- WHAT NEEDS TO BE DONE:
Starting at the top of the entries below, print each line exactly until the line with "Provide the mask of every instance of the microphone" has been printed too.

- EXERCISE INPUTS:
BEGIN
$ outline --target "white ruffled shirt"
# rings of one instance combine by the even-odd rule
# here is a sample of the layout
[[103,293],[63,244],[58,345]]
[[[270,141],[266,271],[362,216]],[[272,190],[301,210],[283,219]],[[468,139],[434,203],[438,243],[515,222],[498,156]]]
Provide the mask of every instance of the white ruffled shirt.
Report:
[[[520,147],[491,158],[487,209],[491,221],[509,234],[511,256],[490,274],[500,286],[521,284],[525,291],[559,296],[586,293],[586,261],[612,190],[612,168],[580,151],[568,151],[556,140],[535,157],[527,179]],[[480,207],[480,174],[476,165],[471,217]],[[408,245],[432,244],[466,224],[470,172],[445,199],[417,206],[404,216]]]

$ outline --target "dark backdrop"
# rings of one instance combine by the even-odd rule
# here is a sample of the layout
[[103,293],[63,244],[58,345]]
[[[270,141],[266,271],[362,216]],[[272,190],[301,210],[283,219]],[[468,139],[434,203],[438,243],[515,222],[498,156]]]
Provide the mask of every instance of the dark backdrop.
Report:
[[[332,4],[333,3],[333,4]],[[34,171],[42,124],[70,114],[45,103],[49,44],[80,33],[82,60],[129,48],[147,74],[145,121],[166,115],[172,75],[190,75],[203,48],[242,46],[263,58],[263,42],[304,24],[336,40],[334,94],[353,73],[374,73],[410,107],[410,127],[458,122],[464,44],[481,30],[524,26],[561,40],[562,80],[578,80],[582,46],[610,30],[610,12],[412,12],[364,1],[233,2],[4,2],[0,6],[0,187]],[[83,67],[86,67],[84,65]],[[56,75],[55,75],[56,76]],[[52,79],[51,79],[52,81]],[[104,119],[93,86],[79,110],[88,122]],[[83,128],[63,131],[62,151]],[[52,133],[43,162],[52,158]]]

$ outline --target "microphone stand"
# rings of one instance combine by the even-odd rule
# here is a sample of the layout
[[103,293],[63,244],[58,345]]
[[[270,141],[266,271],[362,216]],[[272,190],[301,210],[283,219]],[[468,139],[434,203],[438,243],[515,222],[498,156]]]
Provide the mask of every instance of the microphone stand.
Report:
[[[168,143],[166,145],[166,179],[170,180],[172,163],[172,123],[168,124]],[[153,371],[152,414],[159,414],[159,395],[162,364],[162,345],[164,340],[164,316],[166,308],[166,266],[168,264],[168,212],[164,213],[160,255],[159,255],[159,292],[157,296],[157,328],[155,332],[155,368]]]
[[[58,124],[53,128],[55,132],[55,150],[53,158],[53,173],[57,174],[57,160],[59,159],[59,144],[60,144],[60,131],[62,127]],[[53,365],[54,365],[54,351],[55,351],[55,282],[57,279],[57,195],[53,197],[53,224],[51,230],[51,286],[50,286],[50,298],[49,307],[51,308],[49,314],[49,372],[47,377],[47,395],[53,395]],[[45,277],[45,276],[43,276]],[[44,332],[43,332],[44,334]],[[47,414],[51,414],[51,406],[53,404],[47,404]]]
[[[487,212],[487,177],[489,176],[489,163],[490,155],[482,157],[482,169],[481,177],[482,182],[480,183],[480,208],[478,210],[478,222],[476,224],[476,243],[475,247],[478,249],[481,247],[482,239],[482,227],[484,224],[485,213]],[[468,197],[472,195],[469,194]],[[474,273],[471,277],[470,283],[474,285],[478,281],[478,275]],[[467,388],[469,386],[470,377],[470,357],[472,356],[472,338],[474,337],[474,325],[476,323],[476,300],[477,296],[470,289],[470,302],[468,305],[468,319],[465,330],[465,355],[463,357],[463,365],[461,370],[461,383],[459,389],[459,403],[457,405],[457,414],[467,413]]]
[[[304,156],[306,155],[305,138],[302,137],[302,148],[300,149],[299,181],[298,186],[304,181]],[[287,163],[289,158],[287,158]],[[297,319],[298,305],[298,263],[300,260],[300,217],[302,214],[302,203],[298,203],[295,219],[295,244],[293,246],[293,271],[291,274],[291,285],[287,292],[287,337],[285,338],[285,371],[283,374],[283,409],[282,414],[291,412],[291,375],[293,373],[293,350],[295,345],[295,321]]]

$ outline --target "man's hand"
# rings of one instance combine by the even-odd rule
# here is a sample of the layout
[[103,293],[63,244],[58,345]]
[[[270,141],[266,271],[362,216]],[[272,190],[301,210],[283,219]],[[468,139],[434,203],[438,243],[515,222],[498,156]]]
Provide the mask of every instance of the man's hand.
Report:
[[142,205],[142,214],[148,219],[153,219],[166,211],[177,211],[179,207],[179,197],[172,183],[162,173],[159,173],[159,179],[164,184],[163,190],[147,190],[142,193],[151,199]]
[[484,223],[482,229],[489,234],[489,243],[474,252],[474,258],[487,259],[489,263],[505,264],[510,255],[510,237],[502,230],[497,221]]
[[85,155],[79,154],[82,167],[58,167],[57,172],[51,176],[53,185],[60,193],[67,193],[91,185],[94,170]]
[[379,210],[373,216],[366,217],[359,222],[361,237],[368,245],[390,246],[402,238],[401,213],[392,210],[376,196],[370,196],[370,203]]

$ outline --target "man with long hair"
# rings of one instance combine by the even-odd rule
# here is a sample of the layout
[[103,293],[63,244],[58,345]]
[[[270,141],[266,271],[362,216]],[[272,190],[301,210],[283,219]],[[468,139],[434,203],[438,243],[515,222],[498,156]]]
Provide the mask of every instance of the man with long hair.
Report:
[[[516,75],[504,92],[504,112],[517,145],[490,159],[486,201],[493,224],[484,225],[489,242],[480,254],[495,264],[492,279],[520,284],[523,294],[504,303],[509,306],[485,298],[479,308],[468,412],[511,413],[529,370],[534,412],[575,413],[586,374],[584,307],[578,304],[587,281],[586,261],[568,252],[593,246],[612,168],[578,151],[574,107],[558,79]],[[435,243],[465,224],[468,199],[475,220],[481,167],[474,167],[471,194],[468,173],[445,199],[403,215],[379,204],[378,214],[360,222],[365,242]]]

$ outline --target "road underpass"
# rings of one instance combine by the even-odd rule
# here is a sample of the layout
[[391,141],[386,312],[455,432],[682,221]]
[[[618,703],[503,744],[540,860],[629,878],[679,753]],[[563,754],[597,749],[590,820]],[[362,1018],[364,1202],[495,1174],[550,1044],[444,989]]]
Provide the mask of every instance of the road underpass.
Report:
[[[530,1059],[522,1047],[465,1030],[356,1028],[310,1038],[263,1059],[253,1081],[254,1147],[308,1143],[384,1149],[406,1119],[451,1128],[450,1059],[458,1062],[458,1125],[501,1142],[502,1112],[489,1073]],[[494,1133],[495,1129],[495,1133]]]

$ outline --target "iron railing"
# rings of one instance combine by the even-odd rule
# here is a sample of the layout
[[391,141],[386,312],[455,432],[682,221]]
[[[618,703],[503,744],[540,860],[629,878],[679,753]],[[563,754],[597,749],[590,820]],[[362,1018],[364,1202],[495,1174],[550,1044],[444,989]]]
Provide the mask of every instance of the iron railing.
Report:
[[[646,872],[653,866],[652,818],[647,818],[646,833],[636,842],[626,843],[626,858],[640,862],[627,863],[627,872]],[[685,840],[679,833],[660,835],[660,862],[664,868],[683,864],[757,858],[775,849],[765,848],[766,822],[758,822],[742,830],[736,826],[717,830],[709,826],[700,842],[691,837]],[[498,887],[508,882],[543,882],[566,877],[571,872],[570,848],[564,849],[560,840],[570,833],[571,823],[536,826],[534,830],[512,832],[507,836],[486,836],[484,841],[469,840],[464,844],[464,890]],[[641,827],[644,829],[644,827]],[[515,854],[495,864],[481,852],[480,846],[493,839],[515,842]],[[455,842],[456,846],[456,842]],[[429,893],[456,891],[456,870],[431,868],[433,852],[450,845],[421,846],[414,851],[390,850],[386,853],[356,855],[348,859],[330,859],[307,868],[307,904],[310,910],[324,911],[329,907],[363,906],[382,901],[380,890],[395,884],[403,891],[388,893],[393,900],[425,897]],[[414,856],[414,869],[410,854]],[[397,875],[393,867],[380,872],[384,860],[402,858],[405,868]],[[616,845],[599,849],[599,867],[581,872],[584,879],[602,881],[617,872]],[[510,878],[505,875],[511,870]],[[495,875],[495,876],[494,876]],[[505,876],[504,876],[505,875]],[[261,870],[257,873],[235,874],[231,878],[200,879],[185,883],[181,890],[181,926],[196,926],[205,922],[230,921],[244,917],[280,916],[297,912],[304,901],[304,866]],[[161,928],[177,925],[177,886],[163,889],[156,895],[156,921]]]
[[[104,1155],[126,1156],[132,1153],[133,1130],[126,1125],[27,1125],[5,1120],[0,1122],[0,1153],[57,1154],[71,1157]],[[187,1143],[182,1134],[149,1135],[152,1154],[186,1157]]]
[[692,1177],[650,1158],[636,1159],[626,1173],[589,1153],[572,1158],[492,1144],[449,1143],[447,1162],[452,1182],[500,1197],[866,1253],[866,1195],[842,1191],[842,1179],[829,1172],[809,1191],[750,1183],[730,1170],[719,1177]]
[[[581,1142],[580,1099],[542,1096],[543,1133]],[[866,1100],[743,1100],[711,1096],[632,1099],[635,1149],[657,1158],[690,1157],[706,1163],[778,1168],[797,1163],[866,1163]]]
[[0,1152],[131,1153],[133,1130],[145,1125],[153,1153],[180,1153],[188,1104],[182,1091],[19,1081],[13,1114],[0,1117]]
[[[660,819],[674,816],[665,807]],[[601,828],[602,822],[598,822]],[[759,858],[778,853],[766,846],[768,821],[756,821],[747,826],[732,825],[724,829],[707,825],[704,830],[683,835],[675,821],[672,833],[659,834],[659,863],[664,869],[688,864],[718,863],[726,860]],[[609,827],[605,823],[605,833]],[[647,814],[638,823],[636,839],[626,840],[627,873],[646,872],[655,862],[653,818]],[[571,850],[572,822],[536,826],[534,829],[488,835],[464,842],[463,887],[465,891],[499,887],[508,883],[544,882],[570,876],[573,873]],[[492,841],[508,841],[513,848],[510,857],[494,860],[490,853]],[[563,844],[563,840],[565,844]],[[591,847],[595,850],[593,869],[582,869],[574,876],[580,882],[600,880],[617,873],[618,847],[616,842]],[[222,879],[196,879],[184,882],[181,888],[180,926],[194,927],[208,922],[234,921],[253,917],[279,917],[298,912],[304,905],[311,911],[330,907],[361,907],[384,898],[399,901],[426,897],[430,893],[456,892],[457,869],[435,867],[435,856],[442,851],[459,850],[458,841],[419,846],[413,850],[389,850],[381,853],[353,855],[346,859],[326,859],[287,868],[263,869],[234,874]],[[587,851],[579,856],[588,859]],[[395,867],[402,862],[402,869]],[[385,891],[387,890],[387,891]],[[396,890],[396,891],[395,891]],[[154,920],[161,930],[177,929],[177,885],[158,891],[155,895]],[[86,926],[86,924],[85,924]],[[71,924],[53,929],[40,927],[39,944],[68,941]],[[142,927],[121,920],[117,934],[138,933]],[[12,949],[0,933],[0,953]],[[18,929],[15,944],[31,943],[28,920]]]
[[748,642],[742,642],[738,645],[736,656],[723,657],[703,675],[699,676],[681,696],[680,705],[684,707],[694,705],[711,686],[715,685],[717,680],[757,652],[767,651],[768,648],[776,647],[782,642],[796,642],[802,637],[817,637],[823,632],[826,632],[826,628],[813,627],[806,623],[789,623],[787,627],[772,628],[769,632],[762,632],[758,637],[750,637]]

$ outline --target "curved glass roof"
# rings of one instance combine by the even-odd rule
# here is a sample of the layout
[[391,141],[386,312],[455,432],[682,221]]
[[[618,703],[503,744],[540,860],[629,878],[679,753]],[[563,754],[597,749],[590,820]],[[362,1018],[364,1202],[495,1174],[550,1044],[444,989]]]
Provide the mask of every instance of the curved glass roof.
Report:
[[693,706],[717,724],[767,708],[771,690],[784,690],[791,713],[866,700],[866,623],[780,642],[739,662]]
END
- RESPONSE TO THE TASK:
$ outline --target "white ruffled shirt"
# rings of one instance combine by the even-odd rule
# here is a sample of the layout
[[103,293],[63,244],[58,345]]
[[[270,141],[266,271],[362,216]],[[272,190],[301,210],[283,219]],[[468,139],[434,203],[438,243],[515,222],[498,156]]]
Provide the mask of every instance of the white ruffled shirt.
Report:
[[[520,147],[491,158],[487,209],[491,221],[509,234],[511,256],[490,274],[500,286],[521,284],[525,291],[559,296],[586,293],[586,261],[612,190],[612,168],[580,151],[568,151],[556,140],[535,157],[527,179]],[[480,207],[480,174],[476,165],[471,217]],[[408,245],[432,244],[466,224],[470,172],[445,199],[417,206],[404,216]]]

$ outline --target "dark backdrop"
# rings of one instance combine by the even-odd rule
# here is a sample of the layout
[[103,293],[63,244],[58,345]]
[[[270,141],[266,271],[362,216]],[[272,190],[301,210],[283,219]],[[468,139],[434,203],[438,243],[515,222],[498,156]]]
Provide the mask of every instance of the dark backdrop.
Report:
[[[332,4],[333,3],[333,4]],[[34,171],[42,124],[70,114],[45,103],[49,44],[80,33],[82,60],[129,48],[147,74],[145,121],[166,115],[172,75],[190,75],[203,48],[242,46],[263,58],[263,42],[304,24],[336,40],[334,94],[353,73],[374,73],[410,107],[410,127],[458,122],[464,44],[481,30],[524,26],[561,40],[562,80],[578,80],[582,46],[610,30],[610,12],[412,12],[364,1],[233,2],[4,2],[0,6],[0,187]],[[83,67],[86,67],[84,65]],[[56,75],[55,75],[56,76]],[[52,79],[51,79],[52,81]],[[104,119],[93,86],[79,110],[88,122]],[[83,128],[63,131],[62,151]],[[52,133],[43,162],[52,158]]]

$ outline --target "microphone stand"
# rings of one instance combine by the even-odd rule
# here is a sample of the layout
[[103,293],[63,244],[58,345]]
[[[270,141],[266,271],[362,216]],[[272,190],[301,210],[283,219]],[[468,139],[434,203],[438,243],[515,222],[498,156]]]
Provide the mask of every instance of the microphone stand.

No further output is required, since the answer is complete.